=== DATA FOR ANALYSIS ===
● ● ● ● ●

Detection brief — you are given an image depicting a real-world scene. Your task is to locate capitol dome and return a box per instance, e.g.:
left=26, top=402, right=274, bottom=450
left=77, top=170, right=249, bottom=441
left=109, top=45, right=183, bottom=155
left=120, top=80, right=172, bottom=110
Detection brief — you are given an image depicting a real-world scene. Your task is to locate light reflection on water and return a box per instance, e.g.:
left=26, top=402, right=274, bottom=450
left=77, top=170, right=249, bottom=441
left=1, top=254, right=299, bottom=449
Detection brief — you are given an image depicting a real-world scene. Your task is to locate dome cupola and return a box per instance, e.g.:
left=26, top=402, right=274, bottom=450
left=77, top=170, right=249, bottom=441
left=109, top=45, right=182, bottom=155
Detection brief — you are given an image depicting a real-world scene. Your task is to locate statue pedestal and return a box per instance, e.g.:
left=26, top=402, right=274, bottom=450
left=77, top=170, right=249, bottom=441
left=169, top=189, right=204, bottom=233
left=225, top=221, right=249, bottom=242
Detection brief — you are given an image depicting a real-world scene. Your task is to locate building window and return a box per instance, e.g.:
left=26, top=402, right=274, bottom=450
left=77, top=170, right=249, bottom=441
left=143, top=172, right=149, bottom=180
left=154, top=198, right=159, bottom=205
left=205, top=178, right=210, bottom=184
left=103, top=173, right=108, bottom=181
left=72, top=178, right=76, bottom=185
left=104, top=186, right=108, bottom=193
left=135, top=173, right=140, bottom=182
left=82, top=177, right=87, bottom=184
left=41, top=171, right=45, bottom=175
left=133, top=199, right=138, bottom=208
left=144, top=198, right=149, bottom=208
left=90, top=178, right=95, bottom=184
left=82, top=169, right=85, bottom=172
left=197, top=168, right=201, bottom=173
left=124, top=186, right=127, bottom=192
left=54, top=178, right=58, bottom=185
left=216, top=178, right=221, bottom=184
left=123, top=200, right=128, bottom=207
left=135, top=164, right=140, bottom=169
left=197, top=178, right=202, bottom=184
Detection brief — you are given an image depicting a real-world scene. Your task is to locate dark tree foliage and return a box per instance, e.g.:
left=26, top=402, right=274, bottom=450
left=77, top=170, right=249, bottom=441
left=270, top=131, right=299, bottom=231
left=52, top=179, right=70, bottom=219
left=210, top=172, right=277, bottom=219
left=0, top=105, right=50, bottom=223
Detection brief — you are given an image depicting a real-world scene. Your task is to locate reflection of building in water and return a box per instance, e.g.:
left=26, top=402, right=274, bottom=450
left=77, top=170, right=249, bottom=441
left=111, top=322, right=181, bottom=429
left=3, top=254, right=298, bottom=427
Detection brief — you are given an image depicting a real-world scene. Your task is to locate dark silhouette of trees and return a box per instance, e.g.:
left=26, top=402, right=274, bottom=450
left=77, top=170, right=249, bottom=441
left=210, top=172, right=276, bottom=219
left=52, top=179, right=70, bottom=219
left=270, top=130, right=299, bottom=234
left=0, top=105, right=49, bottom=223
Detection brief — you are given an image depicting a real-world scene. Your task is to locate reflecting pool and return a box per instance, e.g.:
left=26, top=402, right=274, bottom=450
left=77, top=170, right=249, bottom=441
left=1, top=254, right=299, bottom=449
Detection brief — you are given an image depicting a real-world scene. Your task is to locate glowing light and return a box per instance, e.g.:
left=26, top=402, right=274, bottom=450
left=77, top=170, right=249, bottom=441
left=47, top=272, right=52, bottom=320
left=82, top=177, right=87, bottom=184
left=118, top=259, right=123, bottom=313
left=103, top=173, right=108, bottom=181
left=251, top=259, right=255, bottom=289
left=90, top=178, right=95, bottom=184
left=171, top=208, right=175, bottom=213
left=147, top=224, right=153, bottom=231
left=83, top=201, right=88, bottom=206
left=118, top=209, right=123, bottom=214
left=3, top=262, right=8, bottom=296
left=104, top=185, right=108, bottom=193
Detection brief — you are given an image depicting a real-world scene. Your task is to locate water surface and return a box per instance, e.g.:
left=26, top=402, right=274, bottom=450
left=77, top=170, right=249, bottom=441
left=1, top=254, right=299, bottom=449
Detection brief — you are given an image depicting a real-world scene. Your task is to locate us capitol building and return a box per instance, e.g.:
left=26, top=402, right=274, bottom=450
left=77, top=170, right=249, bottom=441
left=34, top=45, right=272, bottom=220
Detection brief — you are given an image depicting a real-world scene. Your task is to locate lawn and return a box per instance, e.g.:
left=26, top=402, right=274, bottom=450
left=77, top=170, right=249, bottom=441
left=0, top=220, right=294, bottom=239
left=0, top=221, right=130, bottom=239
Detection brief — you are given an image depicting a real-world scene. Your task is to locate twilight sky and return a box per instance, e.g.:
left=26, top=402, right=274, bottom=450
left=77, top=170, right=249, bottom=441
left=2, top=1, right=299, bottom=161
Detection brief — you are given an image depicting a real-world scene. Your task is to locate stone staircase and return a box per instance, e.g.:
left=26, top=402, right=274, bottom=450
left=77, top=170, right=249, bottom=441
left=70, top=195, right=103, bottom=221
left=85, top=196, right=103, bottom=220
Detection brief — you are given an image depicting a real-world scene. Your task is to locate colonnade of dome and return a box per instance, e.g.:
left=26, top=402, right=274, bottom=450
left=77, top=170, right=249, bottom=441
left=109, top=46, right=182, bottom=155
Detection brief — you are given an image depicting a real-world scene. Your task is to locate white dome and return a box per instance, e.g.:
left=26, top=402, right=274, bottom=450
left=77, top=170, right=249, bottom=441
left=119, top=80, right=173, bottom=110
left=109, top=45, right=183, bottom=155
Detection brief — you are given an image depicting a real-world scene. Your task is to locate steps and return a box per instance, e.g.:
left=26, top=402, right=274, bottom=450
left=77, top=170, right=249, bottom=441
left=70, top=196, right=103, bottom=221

● ● ● ● ●

=== EXERCISE GOAL ===
In full and without error, repeat the material above.

=== REPLY TO THE TASK ===
Detection brief — you are given an image depicting a real-world scene. Your task is to locate capitol dome and return a box per instance, e.g.:
left=26, top=402, right=274, bottom=450
left=77, top=170, right=249, bottom=441
left=109, top=45, right=183, bottom=155
left=120, top=80, right=172, bottom=110
Detection brief — you are given an image depicting a real-world scene. Your task is to locate light reflection on water and return a box per instance, e.g.:
left=26, top=402, right=274, bottom=450
left=77, top=170, right=249, bottom=441
left=1, top=254, right=299, bottom=449
Detection brief — you are given an image depicting a real-world scene. Your task is to locate dome cupola and return a box per instance, e.g.:
left=26, top=402, right=274, bottom=450
left=77, top=170, right=249, bottom=441
left=109, top=45, right=182, bottom=155
Detection brief — you are given an image depicting a real-world scene. Your task is to locate statue pedestal and return a box per instance, e.g.:
left=26, top=402, right=274, bottom=450
left=77, top=170, right=249, bottom=441
left=169, top=189, right=204, bottom=233
left=225, top=221, right=249, bottom=242
Detection brief — you are given an image depicting a real-world scene. Your task is to locate building window and return a box per instance, e.g.:
left=26, top=402, right=274, bottom=450
left=77, top=170, right=249, bottom=441
left=143, top=172, right=149, bottom=180
left=154, top=198, right=159, bottom=205
left=205, top=178, right=210, bottom=184
left=103, top=173, right=108, bottom=181
left=72, top=178, right=76, bottom=185
left=104, top=186, right=108, bottom=193
left=135, top=173, right=140, bottom=182
left=82, top=177, right=87, bottom=184
left=41, top=171, right=45, bottom=175
left=133, top=199, right=138, bottom=208
left=144, top=198, right=149, bottom=208
left=90, top=178, right=95, bottom=184
left=82, top=169, right=85, bottom=172
left=197, top=168, right=201, bottom=173
left=124, top=186, right=127, bottom=192
left=54, top=178, right=58, bottom=185
left=216, top=178, right=221, bottom=184
left=123, top=200, right=128, bottom=207
left=135, top=164, right=140, bottom=169
left=197, top=178, right=202, bottom=184
Detection brief — you are given an image depicting a real-world scene. Your task is to locate dark tree foliage and return a box per instance, e.g.:
left=26, top=402, right=274, bottom=450
left=77, top=170, right=249, bottom=441
left=270, top=131, right=299, bottom=231
left=52, top=179, right=70, bottom=219
left=210, top=172, right=277, bottom=219
left=0, top=105, right=50, bottom=223
Detection brief — you are given an image depicting a real-world scene. Your task is to locate reflection of building in water and return a box per instance, e.g.:
left=26, top=402, right=274, bottom=450
left=77, top=170, right=249, bottom=441
left=111, top=322, right=181, bottom=429
left=3, top=254, right=298, bottom=427
Detection brief — you are given an image depicting a real-world scene. Your task is to locate dark silhouette of trees and return a box per instance, e.g.:
left=26, top=402, right=274, bottom=450
left=77, top=170, right=249, bottom=441
left=210, top=172, right=276, bottom=219
left=52, top=179, right=70, bottom=219
left=270, top=130, right=299, bottom=234
left=0, top=105, right=49, bottom=223
Detection brief — you are given an image depicting a real-world scene. Your task is to locate reflecting pool and return a box per instance, e.g.:
left=26, top=402, right=274, bottom=450
left=77, top=170, right=249, bottom=441
left=1, top=254, right=299, bottom=449
Detection brief — you are given an image depicting a real-world scene. Your task is to locate glowing light and return a box per instance, e.g.:
left=26, top=402, right=274, bottom=450
left=77, top=170, right=249, bottom=441
left=47, top=272, right=52, bottom=320
left=82, top=177, right=87, bottom=184
left=118, top=259, right=123, bottom=313
left=103, top=173, right=108, bottom=181
left=251, top=259, right=255, bottom=289
left=90, top=178, right=95, bottom=184
left=171, top=208, right=175, bottom=213
left=147, top=224, right=153, bottom=231
left=83, top=201, right=88, bottom=206
left=118, top=209, right=123, bottom=214
left=3, top=262, right=8, bottom=296
left=104, top=185, right=108, bottom=193
Detection brief — you are given an image depicting a real-world scene. Your task is to locate water surface and return a box per instance, e.g.:
left=26, top=402, right=274, bottom=450
left=77, top=170, right=249, bottom=441
left=1, top=254, right=299, bottom=449
Detection brief — you are given an image depicting a real-world scene. Your task is to locate us capitol building and return a box per instance, e.g.:
left=26, top=402, right=274, bottom=450
left=77, top=170, right=249, bottom=441
left=34, top=45, right=272, bottom=220
Detection brief — you are given an image depicting a real-world scene. Your task is to locate lawn and return a box per instance, e.g.:
left=26, top=402, right=274, bottom=450
left=77, top=170, right=249, bottom=441
left=0, top=220, right=294, bottom=239
left=0, top=221, right=130, bottom=239
Detection brief — you are given an image depicting a real-world scene. Your task is to locate twilight sky and return a box per instance, e.g.:
left=26, top=402, right=274, bottom=450
left=77, top=170, right=249, bottom=441
left=2, top=1, right=299, bottom=161
Detection brief — you are given an image depicting a real-world scene. Your task is to locate stone staircase and return a box per instance, e.g.:
left=26, top=402, right=274, bottom=450
left=77, top=170, right=249, bottom=441
left=70, top=195, right=103, bottom=221
left=85, top=196, right=103, bottom=220
Detection brief — you are given an image depicting a real-world scene. Your task is to locate colonnade of dome and return a box per instance, e.g.:
left=26, top=402, right=274, bottom=450
left=77, top=170, right=249, bottom=441
left=109, top=46, right=182, bottom=155
Detection brief — you are given an image depicting a real-world scene. Your task is to locate white dome and return a box per instance, e.g.:
left=26, top=402, right=274, bottom=450
left=77, top=170, right=249, bottom=441
left=119, top=80, right=173, bottom=110
left=109, top=45, right=183, bottom=155
Detection brief — you are given an image depicting a real-world scene. Your task is to locate steps and return a box per instance, e.g.:
left=26, top=402, right=274, bottom=450
left=77, top=170, right=249, bottom=441
left=70, top=196, right=103, bottom=221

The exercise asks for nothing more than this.